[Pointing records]
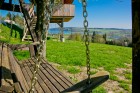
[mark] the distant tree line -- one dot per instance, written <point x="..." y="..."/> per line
<point x="18" y="19"/>
<point x="97" y="38"/>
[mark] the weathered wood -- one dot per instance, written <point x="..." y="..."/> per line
<point x="59" y="74"/>
<point x="83" y="87"/>
<point x="28" y="79"/>
<point x="6" y="78"/>
<point x="17" y="70"/>
<point x="46" y="80"/>
<point x="40" y="80"/>
<point x="32" y="51"/>
<point x="37" y="86"/>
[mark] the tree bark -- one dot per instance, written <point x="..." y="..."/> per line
<point x="136" y="45"/>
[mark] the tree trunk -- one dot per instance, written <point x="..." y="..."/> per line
<point x="136" y="45"/>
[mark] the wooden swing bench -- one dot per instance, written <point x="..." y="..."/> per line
<point x="16" y="77"/>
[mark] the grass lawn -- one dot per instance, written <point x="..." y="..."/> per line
<point x="69" y="57"/>
<point x="114" y="59"/>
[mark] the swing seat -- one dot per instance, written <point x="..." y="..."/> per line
<point x="82" y="87"/>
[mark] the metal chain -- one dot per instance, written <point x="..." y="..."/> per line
<point x="11" y="24"/>
<point x="86" y="35"/>
<point x="47" y="13"/>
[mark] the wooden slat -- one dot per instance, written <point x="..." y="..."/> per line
<point x="51" y="78"/>
<point x="6" y="80"/>
<point x="83" y="87"/>
<point x="46" y="80"/>
<point x="59" y="74"/>
<point x="32" y="51"/>
<point x="18" y="72"/>
<point x="37" y="86"/>
<point x="27" y="77"/>
<point x="40" y="80"/>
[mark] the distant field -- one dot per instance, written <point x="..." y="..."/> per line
<point x="69" y="57"/>
<point x="115" y="59"/>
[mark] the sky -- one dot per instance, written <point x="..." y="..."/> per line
<point x="101" y="14"/>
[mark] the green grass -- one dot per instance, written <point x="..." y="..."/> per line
<point x="73" y="53"/>
<point x="22" y="55"/>
<point x="125" y="86"/>
<point x="73" y="70"/>
<point x="99" y="89"/>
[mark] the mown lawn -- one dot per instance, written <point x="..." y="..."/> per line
<point x="71" y="57"/>
<point x="109" y="57"/>
<point x="102" y="55"/>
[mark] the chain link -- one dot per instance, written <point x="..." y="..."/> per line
<point x="86" y="35"/>
<point x="47" y="12"/>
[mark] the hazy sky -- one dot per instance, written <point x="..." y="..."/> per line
<point x="102" y="14"/>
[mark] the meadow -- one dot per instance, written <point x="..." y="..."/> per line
<point x="70" y="58"/>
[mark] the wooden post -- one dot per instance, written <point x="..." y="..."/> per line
<point x="136" y="45"/>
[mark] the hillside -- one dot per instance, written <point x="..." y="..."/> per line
<point x="11" y="36"/>
<point x="69" y="58"/>
<point x="112" y="33"/>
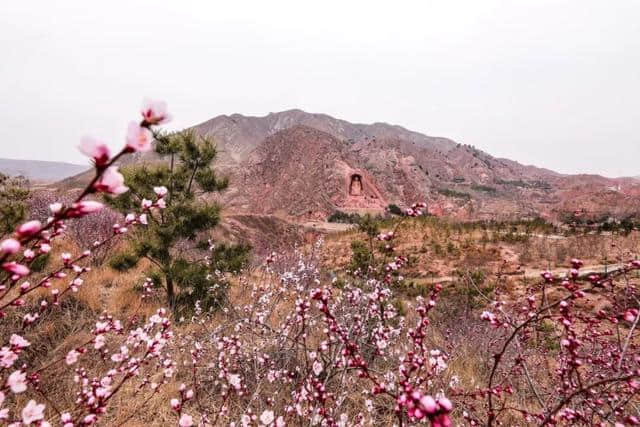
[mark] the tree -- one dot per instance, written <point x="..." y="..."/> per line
<point x="13" y="209"/>
<point x="174" y="238"/>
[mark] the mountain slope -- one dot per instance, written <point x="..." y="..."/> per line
<point x="300" y="165"/>
<point x="40" y="171"/>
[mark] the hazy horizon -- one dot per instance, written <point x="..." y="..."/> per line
<point x="555" y="84"/>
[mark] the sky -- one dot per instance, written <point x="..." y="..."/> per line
<point x="551" y="83"/>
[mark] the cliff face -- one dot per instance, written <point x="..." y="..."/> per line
<point x="305" y="166"/>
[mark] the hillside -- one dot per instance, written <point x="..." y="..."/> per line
<point x="40" y="171"/>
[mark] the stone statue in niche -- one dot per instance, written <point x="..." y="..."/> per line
<point x="355" y="188"/>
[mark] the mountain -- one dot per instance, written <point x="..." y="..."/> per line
<point x="40" y="171"/>
<point x="303" y="166"/>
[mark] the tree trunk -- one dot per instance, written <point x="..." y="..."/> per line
<point x="171" y="297"/>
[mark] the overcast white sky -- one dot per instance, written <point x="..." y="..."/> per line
<point x="552" y="83"/>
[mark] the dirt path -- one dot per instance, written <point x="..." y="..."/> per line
<point x="529" y="273"/>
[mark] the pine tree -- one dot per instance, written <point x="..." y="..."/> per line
<point x="190" y="267"/>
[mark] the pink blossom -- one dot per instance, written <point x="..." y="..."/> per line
<point x="428" y="404"/>
<point x="55" y="207"/>
<point x="112" y="182"/>
<point x="267" y="417"/>
<point x="29" y="228"/>
<point x="317" y="367"/>
<point x="185" y="420"/>
<point x="630" y="315"/>
<point x="9" y="246"/>
<point x="17" y="382"/>
<point x="99" y="342"/>
<point x="18" y="270"/>
<point x="72" y="357"/>
<point x="154" y="112"/>
<point x="85" y="207"/>
<point x="160" y="191"/>
<point x="32" y="412"/>
<point x="95" y="149"/>
<point x="7" y="357"/>
<point x="175" y="404"/>
<point x="138" y="138"/>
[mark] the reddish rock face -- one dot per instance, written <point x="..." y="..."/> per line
<point x="304" y="166"/>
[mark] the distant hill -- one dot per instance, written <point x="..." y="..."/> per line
<point x="302" y="166"/>
<point x="40" y="171"/>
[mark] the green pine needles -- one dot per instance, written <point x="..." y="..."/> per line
<point x="190" y="268"/>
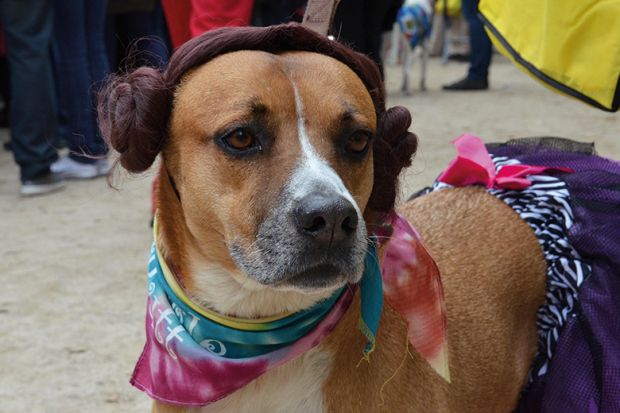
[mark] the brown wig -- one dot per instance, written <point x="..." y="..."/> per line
<point x="134" y="109"/>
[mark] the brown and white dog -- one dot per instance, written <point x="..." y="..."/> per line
<point x="272" y="159"/>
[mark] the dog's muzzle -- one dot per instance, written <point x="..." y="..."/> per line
<point x="311" y="243"/>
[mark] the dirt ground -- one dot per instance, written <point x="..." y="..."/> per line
<point x="73" y="264"/>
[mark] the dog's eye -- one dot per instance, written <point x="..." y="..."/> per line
<point x="358" y="142"/>
<point x="240" y="140"/>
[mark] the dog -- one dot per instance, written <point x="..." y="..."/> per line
<point x="413" y="29"/>
<point x="278" y="159"/>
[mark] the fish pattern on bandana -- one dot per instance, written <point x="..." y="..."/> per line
<point x="174" y="368"/>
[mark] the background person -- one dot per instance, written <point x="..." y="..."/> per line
<point x="81" y="65"/>
<point x="480" y="52"/>
<point x="28" y="33"/>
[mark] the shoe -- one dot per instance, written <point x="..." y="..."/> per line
<point x="72" y="169"/>
<point x="468" y="84"/>
<point x="103" y="167"/>
<point x="44" y="184"/>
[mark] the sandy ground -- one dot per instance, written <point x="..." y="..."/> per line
<point x="73" y="264"/>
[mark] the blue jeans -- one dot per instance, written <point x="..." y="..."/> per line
<point x="28" y="28"/>
<point x="81" y="66"/>
<point x="480" y="44"/>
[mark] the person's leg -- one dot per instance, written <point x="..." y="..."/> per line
<point x="28" y="28"/>
<point x="73" y="75"/>
<point x="99" y="67"/>
<point x="480" y="44"/>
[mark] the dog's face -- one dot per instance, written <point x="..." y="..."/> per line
<point x="272" y="156"/>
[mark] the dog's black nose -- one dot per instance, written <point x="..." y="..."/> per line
<point x="328" y="218"/>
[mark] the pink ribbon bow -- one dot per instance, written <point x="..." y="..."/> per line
<point x="473" y="165"/>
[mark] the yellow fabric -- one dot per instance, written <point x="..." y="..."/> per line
<point x="574" y="42"/>
<point x="453" y="6"/>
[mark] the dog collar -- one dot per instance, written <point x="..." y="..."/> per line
<point x="193" y="357"/>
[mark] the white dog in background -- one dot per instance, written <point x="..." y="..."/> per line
<point x="411" y="34"/>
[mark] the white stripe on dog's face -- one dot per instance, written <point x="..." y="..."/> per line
<point x="314" y="172"/>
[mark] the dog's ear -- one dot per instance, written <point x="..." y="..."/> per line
<point x="393" y="150"/>
<point x="133" y="116"/>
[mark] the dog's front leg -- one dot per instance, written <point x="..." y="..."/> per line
<point x="424" y="61"/>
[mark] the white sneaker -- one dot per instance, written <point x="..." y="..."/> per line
<point x="103" y="167"/>
<point x="71" y="169"/>
<point x="42" y="185"/>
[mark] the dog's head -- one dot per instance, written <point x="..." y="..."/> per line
<point x="277" y="145"/>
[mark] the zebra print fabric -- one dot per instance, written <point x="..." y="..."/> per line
<point x="545" y="207"/>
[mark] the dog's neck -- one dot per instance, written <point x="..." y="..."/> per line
<point x="210" y="284"/>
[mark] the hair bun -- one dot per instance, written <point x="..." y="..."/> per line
<point x="393" y="150"/>
<point x="133" y="116"/>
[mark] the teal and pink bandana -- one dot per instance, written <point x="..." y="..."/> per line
<point x="194" y="357"/>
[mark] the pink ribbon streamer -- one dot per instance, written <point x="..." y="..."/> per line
<point x="473" y="165"/>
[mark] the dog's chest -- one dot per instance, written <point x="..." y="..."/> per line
<point x="294" y="387"/>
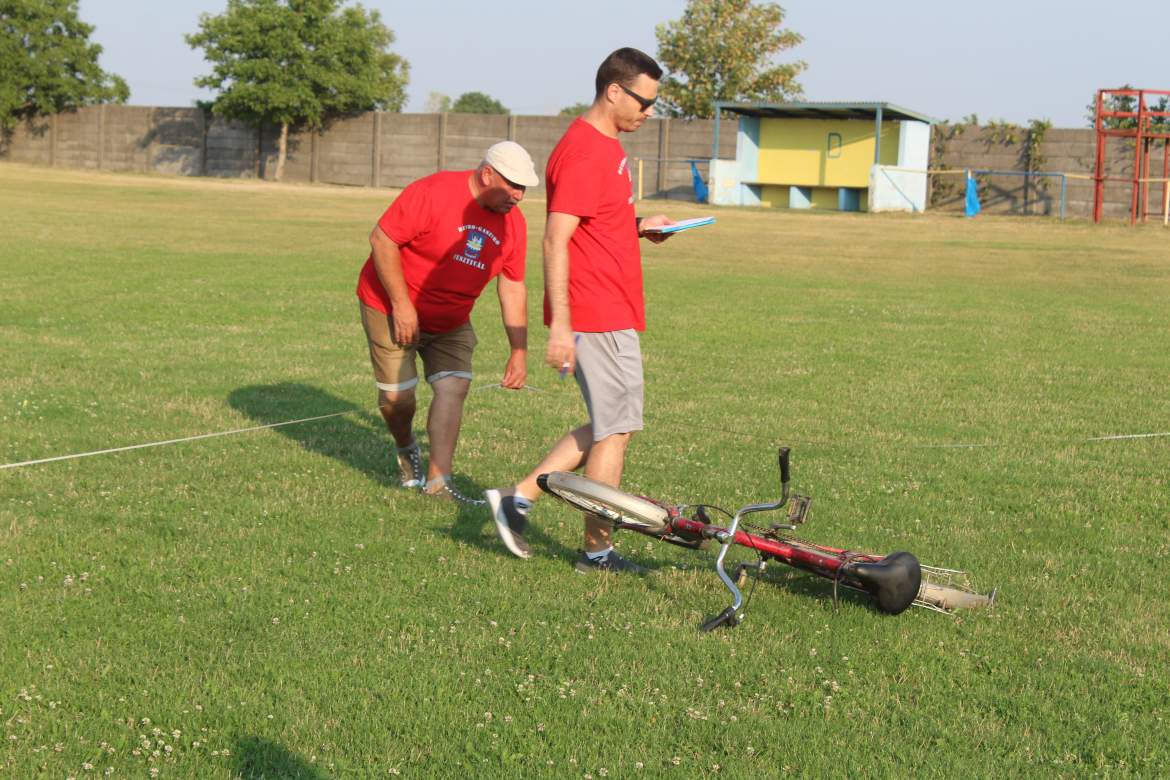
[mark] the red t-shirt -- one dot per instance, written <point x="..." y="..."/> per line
<point x="589" y="177"/>
<point x="452" y="247"/>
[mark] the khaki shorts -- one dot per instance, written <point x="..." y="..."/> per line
<point x="444" y="354"/>
<point x="610" y="374"/>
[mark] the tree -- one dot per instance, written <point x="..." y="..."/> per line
<point x="48" y="63"/>
<point x="723" y="50"/>
<point x="575" y="110"/>
<point x="298" y="63"/>
<point x="477" y="103"/>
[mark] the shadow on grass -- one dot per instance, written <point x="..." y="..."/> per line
<point x="356" y="439"/>
<point x="261" y="759"/>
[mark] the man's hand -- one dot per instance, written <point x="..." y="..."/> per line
<point x="658" y="221"/>
<point x="406" y="323"/>
<point x="516" y="371"/>
<point x="562" y="352"/>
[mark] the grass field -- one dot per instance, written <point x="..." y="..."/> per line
<point x="272" y="605"/>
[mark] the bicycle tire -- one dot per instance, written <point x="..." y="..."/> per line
<point x="606" y="501"/>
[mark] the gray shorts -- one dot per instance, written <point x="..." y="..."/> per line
<point x="610" y="374"/>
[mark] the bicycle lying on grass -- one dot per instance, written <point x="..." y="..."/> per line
<point x="894" y="581"/>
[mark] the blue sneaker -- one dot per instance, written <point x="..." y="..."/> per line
<point x="611" y="563"/>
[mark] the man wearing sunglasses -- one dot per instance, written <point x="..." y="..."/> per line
<point x="593" y="303"/>
<point x="432" y="254"/>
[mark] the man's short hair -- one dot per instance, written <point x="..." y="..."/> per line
<point x="624" y="67"/>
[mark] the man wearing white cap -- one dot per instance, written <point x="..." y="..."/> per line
<point x="432" y="254"/>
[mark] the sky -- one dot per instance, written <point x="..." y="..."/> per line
<point x="1010" y="60"/>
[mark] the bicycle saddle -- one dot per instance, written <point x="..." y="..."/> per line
<point x="893" y="581"/>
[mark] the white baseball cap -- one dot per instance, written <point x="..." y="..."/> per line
<point x="513" y="163"/>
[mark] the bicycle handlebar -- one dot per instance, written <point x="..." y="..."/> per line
<point x="728" y="537"/>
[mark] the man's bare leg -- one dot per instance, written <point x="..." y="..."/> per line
<point x="397" y="409"/>
<point x="444" y="422"/>
<point x="566" y="455"/>
<point x="604" y="463"/>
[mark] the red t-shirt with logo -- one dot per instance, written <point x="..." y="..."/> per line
<point x="451" y="246"/>
<point x="589" y="177"/>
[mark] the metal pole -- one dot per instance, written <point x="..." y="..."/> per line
<point x="1165" y="205"/>
<point x="1099" y="171"/>
<point x="376" y="163"/>
<point x="715" y="145"/>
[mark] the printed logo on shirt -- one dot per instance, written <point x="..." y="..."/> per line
<point x="476" y="236"/>
<point x="482" y="230"/>
<point x="474" y="244"/>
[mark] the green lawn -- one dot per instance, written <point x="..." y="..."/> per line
<point x="272" y="605"/>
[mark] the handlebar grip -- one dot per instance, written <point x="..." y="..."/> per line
<point x="725" y="616"/>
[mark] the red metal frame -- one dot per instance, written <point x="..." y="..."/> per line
<point x="1144" y="137"/>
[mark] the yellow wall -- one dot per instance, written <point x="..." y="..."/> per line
<point x="796" y="151"/>
<point x="777" y="195"/>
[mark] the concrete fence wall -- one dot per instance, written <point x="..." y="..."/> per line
<point x="1069" y="151"/>
<point x="391" y="150"/>
<point x="371" y="150"/>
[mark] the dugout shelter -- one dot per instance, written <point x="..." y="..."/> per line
<point x="846" y="157"/>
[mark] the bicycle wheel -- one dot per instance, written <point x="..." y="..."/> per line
<point x="605" y="501"/>
<point x="948" y="599"/>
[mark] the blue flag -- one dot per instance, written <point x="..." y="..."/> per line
<point x="972" y="197"/>
<point x="700" y="185"/>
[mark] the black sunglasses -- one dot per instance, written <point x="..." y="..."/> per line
<point x="644" y="104"/>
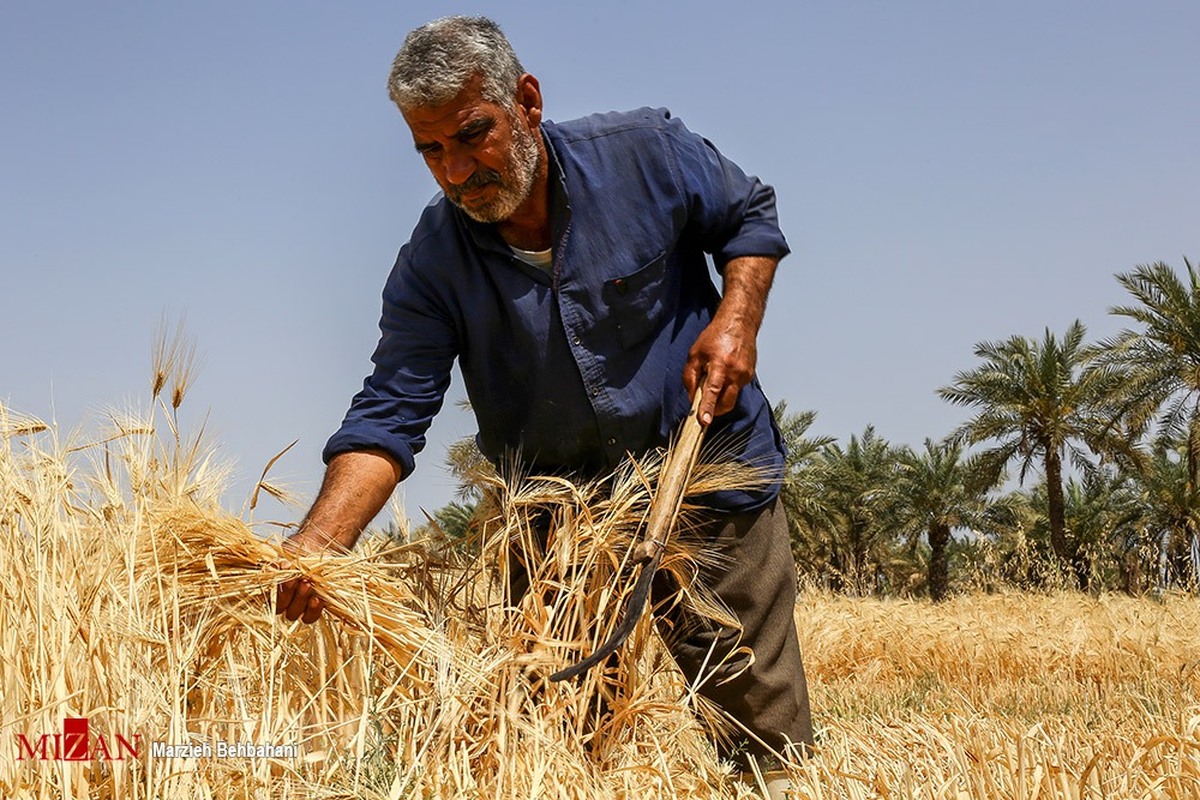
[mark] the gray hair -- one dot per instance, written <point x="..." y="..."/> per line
<point x="439" y="58"/>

_BRIEF:_
Retype the material starting at the line that contains "[mark] the black" and continuing to the end of the material, keeping every line identical. Leave the pictures out.

_SOLUTION TO THE PROBLEM:_
[mark] the black sunglasses -- one dot per instance, written <point x="..." y="..."/> per line
<point x="644" y="104"/>
[mark] the gray hair -- one dot per instance, written <point x="..." y="..."/> per line
<point x="439" y="58"/>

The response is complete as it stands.